Excerpt provided —
/---
It started at the gym. For some reason, my hip-hop rockin’ gym music turned soft and played Taylor Swift’s Love Story the other day. If you know anything about the song Love Story, you know it stays in your head—forever—but the longer it stayed in my head, the more I thought about it. The more I thought about it, the more I realized Taylor Swift never went to high school. And if she did, she got through on looks alone.
I’m not bashing Taylor Swift, per se. She seems like a nice person, and I like her fashion style. However, the song Love Story is a sad reminder of cultural idiocy, and it irritated me to the point of actual wrath. Wanna hear some of the lyrics? Sure you do.
See you make your way through the crowd
And say, “Hello,” Little did I know…
That you were Romeo, you were throwing pebbles,
And my daddy said, “Stay away from Juliet”
And I was crying on the staircase
Begging you, “Please don’t go…”
Okay, so we have the basic plotline. She is Juliet; her beau is Romeo. We know how this turns out, but apparently, Taylor Swift does not. At the end of the song, the star-crossed lovers end up happily ever after. They get married, with Daddy’s blessing. The last line of the song is, “We were both young when I first saaaaaaw you,” when the last line should actually be, “Then we killed ourselves in the family toooo-ooomb …” There is furthermore an allusion to the Scarlet Letter: “cause you were Romeo—I was a scarlet letter.” Is she trying to say she was an adulterous? Because that’s cool, if that’s what she’s trying to say; however, I’m pretty sure that’s not what she’s trying to say.
It isn’t all Taylor’s fault. Like I said, maybe she didn’t go to high school, so maybe she’s not aware that Romeo and Juliet represent one of the most tragic love stories in the history of literature. Maybe she doesn’t know that being Hester Prynne isn’t a good thing. But what about the adults who said, “Yeah, that song has some strong lyrics. Let’s record it and put it on the radio.” Then, there were the award nominations and through-the-roof album sales. Who’s to blame for all that? Well, I guess we are. Not me personally, since I can’t stand Taylor Swift’s music, but in a way I feel responsible, because it took me this long to write a blog post about it.
\---
Work task 1 — Print the section of the Love Story post that opens with the words containing "It started at" and closes with "on looks alone.".
Work task 2 — In one to three sentences, explain why the writer of the Love Story post feels partly responsible for the song's success despite disliking Taylor Swift's music.
The data has no connection to the Love Story post.

Dataset section —
/---
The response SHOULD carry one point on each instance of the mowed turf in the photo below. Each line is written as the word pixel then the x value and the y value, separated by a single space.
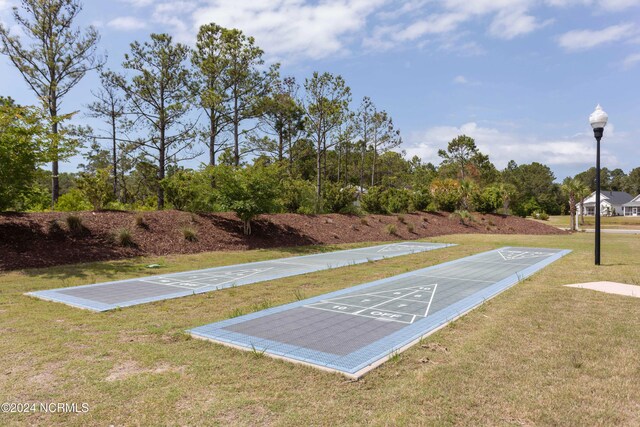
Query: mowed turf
pixel 539 353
\---
Task answer 1 —
It started at the gym. For some reason, my hip-hop rockin’ gym music turned soft and played Taylor Swift’s Love Story the other day. If you know anything about the song Love Story, you know it stays in your head—forever—but the longer it stayed in my head, the more I thought about it. The more I thought about it, the more I realized Taylor Swift never went to high school. And if she did, she got through on looks alone.

Task answer 2 — The writer feels responsible because it took this long to write a blog post about the song. Even though the writer can't stand Taylor Swift's music, waiting so long to speak out makes the writer feel partly to blame.